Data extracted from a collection
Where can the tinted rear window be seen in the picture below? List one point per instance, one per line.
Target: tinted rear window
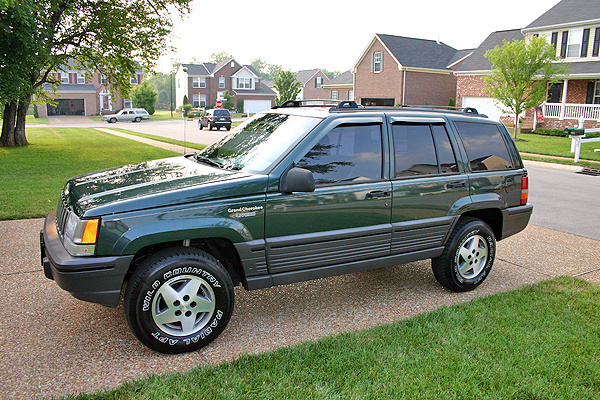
(485, 146)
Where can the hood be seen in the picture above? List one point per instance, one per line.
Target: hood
(157, 183)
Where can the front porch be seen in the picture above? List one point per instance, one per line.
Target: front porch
(567, 115)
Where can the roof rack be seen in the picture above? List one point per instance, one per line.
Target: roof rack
(349, 105)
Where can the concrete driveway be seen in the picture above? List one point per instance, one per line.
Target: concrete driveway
(53, 344)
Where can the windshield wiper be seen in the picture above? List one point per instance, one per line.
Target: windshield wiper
(208, 161)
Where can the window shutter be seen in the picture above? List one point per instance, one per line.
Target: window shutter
(584, 44)
(590, 95)
(565, 40)
(596, 43)
(554, 40)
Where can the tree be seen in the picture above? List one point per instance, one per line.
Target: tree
(39, 37)
(227, 100)
(266, 70)
(521, 71)
(286, 86)
(143, 96)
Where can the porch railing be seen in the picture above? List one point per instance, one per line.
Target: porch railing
(571, 111)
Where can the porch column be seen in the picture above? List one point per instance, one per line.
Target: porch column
(564, 99)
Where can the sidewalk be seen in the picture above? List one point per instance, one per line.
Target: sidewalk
(53, 344)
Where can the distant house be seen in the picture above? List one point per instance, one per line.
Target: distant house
(80, 95)
(205, 83)
(312, 81)
(395, 70)
(341, 87)
(573, 28)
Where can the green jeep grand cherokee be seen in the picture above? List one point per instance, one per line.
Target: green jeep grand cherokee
(293, 194)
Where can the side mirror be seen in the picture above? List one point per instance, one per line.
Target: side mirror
(297, 180)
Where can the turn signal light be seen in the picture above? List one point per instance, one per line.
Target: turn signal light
(90, 232)
(524, 190)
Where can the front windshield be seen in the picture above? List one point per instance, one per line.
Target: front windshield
(256, 144)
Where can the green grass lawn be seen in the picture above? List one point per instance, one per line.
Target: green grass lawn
(33, 176)
(537, 342)
(556, 146)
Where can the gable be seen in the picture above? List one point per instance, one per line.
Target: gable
(567, 12)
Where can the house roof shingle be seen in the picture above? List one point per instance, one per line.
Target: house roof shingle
(477, 61)
(567, 12)
(419, 53)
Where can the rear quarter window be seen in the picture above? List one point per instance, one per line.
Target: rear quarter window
(485, 146)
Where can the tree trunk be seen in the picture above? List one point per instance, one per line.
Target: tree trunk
(13, 125)
(20, 138)
(8, 125)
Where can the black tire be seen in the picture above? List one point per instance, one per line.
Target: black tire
(179, 300)
(468, 256)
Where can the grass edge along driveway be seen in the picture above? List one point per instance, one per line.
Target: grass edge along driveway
(541, 341)
(33, 176)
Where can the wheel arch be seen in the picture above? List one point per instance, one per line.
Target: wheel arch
(220, 248)
(491, 216)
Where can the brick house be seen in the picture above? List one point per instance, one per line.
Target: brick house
(312, 81)
(204, 84)
(80, 95)
(395, 70)
(573, 28)
(341, 87)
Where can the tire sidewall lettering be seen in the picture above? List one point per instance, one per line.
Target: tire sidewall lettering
(151, 291)
(489, 262)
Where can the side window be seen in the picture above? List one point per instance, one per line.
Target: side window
(414, 150)
(485, 146)
(444, 151)
(349, 153)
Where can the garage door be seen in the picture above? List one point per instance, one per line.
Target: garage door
(254, 106)
(484, 105)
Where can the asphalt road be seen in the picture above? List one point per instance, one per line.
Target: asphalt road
(564, 200)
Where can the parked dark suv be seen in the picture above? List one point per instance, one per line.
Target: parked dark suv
(294, 193)
(215, 118)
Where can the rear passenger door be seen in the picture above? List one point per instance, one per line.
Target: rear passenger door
(347, 217)
(427, 182)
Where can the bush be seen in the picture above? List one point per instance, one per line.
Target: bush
(549, 132)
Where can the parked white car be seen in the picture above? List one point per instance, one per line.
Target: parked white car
(127, 114)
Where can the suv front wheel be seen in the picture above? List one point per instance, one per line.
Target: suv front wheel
(468, 256)
(179, 300)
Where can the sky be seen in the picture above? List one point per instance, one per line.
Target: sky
(332, 35)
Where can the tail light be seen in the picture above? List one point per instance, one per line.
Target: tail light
(524, 190)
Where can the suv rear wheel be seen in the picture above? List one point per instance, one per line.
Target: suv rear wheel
(468, 256)
(179, 300)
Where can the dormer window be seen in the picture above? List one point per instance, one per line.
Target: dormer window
(377, 62)
(244, 83)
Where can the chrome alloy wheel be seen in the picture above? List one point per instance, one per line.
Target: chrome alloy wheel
(183, 305)
(472, 257)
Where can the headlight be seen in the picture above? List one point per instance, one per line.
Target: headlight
(80, 235)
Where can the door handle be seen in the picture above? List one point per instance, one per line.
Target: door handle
(376, 194)
(456, 185)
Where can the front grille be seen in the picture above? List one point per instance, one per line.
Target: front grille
(62, 214)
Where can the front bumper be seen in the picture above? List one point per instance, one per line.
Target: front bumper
(95, 279)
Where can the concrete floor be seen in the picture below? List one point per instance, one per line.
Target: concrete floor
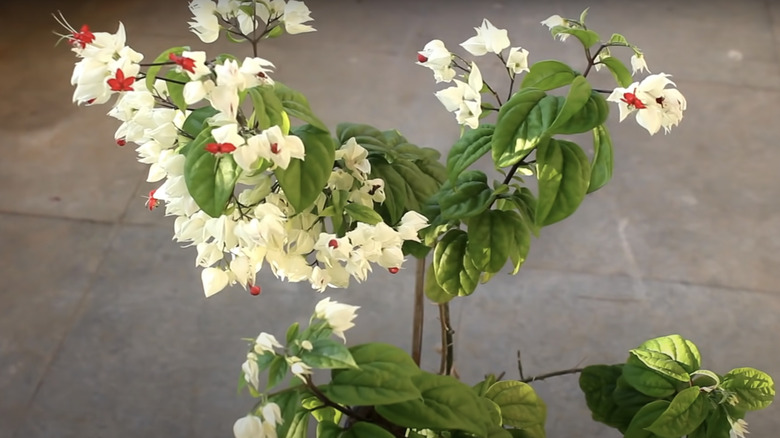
(104, 330)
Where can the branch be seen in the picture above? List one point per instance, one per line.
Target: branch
(552, 374)
(419, 311)
(447, 343)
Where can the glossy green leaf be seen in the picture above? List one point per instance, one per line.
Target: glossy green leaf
(547, 75)
(296, 105)
(688, 410)
(433, 291)
(195, 122)
(446, 404)
(598, 382)
(521, 240)
(268, 108)
(563, 173)
(363, 429)
(677, 348)
(490, 239)
(662, 363)
(619, 71)
(454, 270)
(303, 180)
(520, 406)
(289, 403)
(298, 425)
(361, 213)
(384, 377)
(395, 190)
(209, 179)
(153, 71)
(468, 149)
(579, 94)
(618, 38)
(522, 124)
(587, 37)
(644, 418)
(470, 196)
(602, 163)
(647, 381)
(328, 429)
(754, 389)
(292, 332)
(277, 371)
(592, 114)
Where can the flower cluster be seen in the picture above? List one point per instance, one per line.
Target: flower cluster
(656, 106)
(210, 17)
(465, 98)
(258, 225)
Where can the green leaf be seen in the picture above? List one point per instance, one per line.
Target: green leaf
(470, 196)
(327, 429)
(482, 387)
(328, 354)
(446, 404)
(522, 122)
(292, 332)
(564, 173)
(644, 418)
(755, 389)
(363, 429)
(268, 108)
(298, 425)
(592, 114)
(547, 75)
(601, 165)
(687, 411)
(296, 105)
(662, 363)
(395, 190)
(619, 71)
(677, 348)
(472, 146)
(598, 382)
(290, 406)
(176, 89)
(209, 179)
(195, 122)
(361, 213)
(384, 377)
(647, 381)
(520, 406)
(152, 72)
(433, 290)
(587, 37)
(618, 38)
(303, 180)
(531, 432)
(490, 239)
(454, 270)
(579, 94)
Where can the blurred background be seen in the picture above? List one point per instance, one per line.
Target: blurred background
(104, 329)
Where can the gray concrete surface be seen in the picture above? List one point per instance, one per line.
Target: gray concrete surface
(104, 331)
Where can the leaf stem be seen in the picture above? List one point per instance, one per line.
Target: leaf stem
(552, 374)
(419, 311)
(447, 342)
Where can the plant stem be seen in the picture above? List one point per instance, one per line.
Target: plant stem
(419, 311)
(552, 374)
(447, 343)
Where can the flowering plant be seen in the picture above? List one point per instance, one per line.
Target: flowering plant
(248, 188)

(Your assignment)
Check the data line by line and report how many lines contain "below" as a word or string, giving nothing besides the number.

(Solution for this exercise)
2